**TASK TO CARRY OUT**
The entries below should be given again exactly, minus their pictures.
::::
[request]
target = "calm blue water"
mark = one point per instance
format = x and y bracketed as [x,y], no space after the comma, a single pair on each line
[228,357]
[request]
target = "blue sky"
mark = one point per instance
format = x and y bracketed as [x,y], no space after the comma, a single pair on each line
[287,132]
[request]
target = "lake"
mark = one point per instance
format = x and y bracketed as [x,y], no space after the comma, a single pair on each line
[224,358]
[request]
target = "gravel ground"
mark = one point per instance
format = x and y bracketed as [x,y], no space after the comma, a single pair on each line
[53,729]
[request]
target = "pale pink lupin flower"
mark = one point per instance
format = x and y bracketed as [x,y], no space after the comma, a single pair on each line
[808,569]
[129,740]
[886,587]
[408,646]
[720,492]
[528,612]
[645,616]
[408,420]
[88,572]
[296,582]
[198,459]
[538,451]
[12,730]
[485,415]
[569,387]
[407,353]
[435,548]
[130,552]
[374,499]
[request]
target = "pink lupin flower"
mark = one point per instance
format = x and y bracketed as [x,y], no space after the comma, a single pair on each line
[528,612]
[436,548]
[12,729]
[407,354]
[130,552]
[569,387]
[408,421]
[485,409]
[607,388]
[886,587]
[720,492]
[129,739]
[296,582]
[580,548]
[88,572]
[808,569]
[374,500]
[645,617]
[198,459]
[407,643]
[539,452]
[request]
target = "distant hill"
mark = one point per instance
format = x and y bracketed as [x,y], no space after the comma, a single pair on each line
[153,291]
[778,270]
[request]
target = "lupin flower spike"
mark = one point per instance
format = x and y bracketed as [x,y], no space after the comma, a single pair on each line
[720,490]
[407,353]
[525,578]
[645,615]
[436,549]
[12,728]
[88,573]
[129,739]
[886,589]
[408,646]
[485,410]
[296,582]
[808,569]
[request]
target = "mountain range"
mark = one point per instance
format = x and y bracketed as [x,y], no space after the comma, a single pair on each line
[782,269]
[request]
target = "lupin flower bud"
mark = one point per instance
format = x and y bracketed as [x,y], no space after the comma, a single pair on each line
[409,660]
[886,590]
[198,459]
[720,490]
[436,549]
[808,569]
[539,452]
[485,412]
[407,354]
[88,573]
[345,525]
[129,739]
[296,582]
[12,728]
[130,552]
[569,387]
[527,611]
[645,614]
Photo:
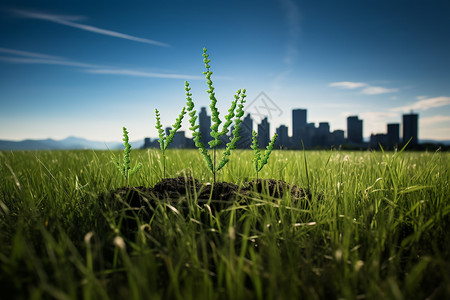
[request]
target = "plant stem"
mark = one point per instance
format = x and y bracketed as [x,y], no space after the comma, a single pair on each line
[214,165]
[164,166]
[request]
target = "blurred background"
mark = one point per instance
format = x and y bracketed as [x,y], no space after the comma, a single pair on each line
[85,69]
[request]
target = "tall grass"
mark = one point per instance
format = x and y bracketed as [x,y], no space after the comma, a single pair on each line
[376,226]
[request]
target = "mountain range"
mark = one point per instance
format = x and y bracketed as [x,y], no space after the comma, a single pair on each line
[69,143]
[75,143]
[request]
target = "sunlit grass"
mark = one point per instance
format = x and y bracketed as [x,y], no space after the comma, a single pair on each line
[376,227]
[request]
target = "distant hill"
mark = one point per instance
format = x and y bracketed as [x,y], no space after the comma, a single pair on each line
::::
**SOLUTION FOR THIS PROBLEM**
[request]
target = "calm blue water"
mark = one point per instance
format = x and y bracketed as [x,y], no space after the comma, a single pair on each line
[228,357]
[request]
target = "blue sky"
mark = one point per instance
format = x and y bracketed as [x,y], no space after the comma, a single pair on each line
[287,132]
[request]
target = "lake"
mark = one point per instance
format = x and y bracketed as [x,y], no space after the comma, a single pair on each line
[224,358]
[request]
target = "gravel ground"
mark = one point per instance
format = x and y bracketed as [x,y], no space after the comma, a single pair on each line
[53,729]
[request]
target = "pale pink lupin flower"
mark = one point per instance
format = x and y bracketed as [x,y], no space after the comma, a single pair on each line
[808,569]
[129,740]
[886,587]
[408,646]
[720,492]
[528,612]
[645,616]
[408,420]
[88,572]
[296,582]
[198,459]
[538,451]
[12,730]
[485,415]
[569,387]
[407,353]
[435,548]
[130,552]
[374,499]
[request]
target = "pink lupin flower"
mark = one point per instance
format = x and y bracketed as [x,y], no space after the comma, a single pair on each line
[528,612]
[436,548]
[12,729]
[407,354]
[130,552]
[569,387]
[408,421]
[485,409]
[607,388]
[886,587]
[720,492]
[129,739]
[296,582]
[580,548]
[88,572]
[808,569]
[374,500]
[645,617]
[198,459]
[407,643]
[539,452]
[request]
target = "distant hill"
mark = one point per instance
format = x and y bracketed as [x,y], no space after the comma, a single pair on each line
[153,291]
[778,270]
[request]
target = "lupin flower spike"
mark = one point per instance
format = x and y bracketed as [x,y], no space after the comma, a single pair on each line
[720,490]
[407,353]
[525,578]
[645,615]
[436,549]
[12,728]
[88,573]
[129,739]
[886,589]
[408,646]
[485,410]
[296,582]
[808,569]
[request]
target = "mountain range"
mark = one point per instance
format = x and y bracketed as [x,y], no space after the comma, a single pair on each line
[782,269]
[request]
target = "lupin flower bud"
mark = one point per instance
format = x and y bracketed as [x,y], no space after the comma, a single pair on each line
[409,660]
[886,590]
[198,459]
[720,490]
[436,549]
[808,569]
[539,452]
[485,412]
[407,354]
[88,573]
[345,525]
[129,739]
[296,582]
[12,728]
[130,552]
[569,387]
[527,611]
[645,614]
Photo:
[request]
target = "plant stem"
mark = one point per instance
format = x and y bracketed as [x,y], no space after the comma, a single pair on each line
[214,165]
[164,166]
[request]
target = "blurred background"
mark = one point per instance
format = x and y bracketed as [x,y], no space after the comma, a single pair on each line
[85,69]
[request]
target = "tall grass"
mark = one point per instance
format = x and y bracketed as [x,y], no space after the comma, a single pair on each line
[376,226]
[request]
target = "mountain range"
mark = one point per instance
format = x and y bracketed as [x,y], no space after the comma, a single pair on each line
[69,143]
[75,143]
[request]
target = "sunlit grass"
mark = one point per instance
format = x and y bracketed as [x,y], no space after the comma, a single pair on each line
[376,227]
[request]
target = "distant hill"
mark = one point per instance
format = x and y bracketed as [x,y], no space after the comma, a single pair on each line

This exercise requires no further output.